The optimal partition size can also be dependent on the hardware memory architecture, and there are often tradeoffs between data locality and algorithmic efficiency. A smaller partition may fit completely into a higher level of the memory hierarchy, allowing processing of that partition to be more efficient, but smaller partitions also usually incur more overhead for communication in the rest of the algorithm. As an example, consider matrix multiplication, which can be written in terms of nested sub-matrix multiplications. Larger sub-matrices give more data reuse and coherence, but use more local cache.
To avoid a dependency on any particular memory hardware, algorithms should be written in a generic way using parameterized partition sizes. Then, when installing the software on a particular processor, some testing can be used to tune the partition size to the optimum for that architecture without any need to change the software. Note that processors can vary in cache sizes and organization even within the same generation of processors from the same vendor.

^^^^^^^^

__TO DO__.
1 > Retype the part of the passage on partition size that opens with the words containing "To avoid a dependency" and closes with "the same vendor.".
2 > In the passage on partition size, what can vary even within the same generation of processors from the same vendor?
3 > Please carry on the passage on partition size from where it stops.

Extracts from a box-labeled dataset:
^^^^^^^^

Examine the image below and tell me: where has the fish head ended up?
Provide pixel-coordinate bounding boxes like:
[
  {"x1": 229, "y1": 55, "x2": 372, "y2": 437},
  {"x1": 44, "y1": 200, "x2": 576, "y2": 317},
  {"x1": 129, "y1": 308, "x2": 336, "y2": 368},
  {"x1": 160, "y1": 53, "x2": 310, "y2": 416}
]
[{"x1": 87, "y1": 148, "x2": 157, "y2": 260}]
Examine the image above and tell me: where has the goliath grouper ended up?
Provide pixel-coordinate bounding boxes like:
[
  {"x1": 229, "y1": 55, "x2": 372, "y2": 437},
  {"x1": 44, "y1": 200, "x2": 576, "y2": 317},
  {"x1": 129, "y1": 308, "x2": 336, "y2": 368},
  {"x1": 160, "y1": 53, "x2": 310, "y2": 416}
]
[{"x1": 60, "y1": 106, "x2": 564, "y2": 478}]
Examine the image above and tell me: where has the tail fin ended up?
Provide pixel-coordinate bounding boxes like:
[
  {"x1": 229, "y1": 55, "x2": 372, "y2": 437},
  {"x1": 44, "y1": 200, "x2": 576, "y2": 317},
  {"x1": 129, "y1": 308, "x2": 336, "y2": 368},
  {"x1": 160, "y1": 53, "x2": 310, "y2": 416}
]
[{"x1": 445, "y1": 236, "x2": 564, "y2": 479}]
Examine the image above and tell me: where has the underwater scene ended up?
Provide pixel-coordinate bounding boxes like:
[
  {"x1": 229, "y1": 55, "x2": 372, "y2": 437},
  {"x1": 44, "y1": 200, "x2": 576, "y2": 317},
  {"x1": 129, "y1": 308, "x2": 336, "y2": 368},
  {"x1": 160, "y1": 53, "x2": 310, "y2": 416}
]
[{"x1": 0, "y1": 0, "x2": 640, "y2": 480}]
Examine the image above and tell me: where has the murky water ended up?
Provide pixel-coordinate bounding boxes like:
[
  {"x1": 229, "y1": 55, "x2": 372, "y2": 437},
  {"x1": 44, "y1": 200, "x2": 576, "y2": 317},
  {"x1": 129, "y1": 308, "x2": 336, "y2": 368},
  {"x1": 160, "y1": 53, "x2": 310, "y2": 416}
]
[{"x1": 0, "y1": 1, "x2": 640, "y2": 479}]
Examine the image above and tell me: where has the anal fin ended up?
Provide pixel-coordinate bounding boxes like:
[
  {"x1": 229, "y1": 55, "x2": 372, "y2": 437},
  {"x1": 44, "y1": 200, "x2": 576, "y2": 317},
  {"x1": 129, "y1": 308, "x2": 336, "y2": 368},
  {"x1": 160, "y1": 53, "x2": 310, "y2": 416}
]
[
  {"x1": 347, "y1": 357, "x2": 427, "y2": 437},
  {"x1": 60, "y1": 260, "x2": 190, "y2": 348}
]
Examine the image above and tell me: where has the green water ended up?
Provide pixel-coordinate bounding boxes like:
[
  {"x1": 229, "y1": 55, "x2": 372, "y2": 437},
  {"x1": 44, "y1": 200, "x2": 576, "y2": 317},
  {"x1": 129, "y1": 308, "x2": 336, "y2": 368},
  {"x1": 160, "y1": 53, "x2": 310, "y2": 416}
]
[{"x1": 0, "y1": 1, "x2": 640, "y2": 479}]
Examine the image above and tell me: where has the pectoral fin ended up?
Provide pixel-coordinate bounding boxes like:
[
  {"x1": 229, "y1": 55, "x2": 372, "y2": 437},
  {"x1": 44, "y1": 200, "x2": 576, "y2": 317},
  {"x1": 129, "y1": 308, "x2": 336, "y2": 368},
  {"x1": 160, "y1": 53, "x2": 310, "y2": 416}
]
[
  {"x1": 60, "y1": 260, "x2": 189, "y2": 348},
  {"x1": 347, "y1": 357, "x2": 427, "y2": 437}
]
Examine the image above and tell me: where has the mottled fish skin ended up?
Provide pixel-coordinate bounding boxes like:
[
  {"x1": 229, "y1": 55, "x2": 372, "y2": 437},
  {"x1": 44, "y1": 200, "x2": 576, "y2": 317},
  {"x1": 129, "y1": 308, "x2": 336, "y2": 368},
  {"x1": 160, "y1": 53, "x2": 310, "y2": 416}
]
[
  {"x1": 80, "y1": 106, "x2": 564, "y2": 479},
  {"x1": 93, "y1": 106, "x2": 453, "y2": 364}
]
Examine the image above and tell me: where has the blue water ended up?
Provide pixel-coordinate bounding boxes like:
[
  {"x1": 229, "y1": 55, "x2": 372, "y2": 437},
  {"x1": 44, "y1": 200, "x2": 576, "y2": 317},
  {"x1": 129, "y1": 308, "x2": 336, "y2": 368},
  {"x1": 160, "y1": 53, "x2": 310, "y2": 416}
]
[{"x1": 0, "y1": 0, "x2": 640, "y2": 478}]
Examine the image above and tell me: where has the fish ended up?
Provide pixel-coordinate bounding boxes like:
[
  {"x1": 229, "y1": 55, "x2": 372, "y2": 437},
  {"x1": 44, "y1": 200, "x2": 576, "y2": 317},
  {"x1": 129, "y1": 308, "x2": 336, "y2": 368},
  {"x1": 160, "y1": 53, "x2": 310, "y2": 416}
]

^^^^^^^^

__WRITTEN RESPONSES__.
1 >
To avoid a dependency on any particular memory hardware, algorithms should be written in a generic way using parameterized partition sizes. Then, when installing the software on a particular processor, some testing can be used to tune the partition size to the optimum for that architecture without any need to change the software. Note that processors can vary in cache sizes and organization even within the same generation of processors from the same vendor.

2 > Cache sizes and organization.

3 >
The partition pattern is supported in the RapidMind platform with the “dice” data access operator, which divides an array into a kind of nested array of uniformly sized partitions. The result of the dice can then be passed to a “map” operation that operates on each partition in parallel. Using dice appropriately can significantly improve the performance of algorithm implementations. In addition, RapidMind supports very powerful mechanisms for generic programming which make it possible to write parameterized code that can be easily tuned to different processor architectures. In RapidMind this tuning can be done without any need to recompile the software.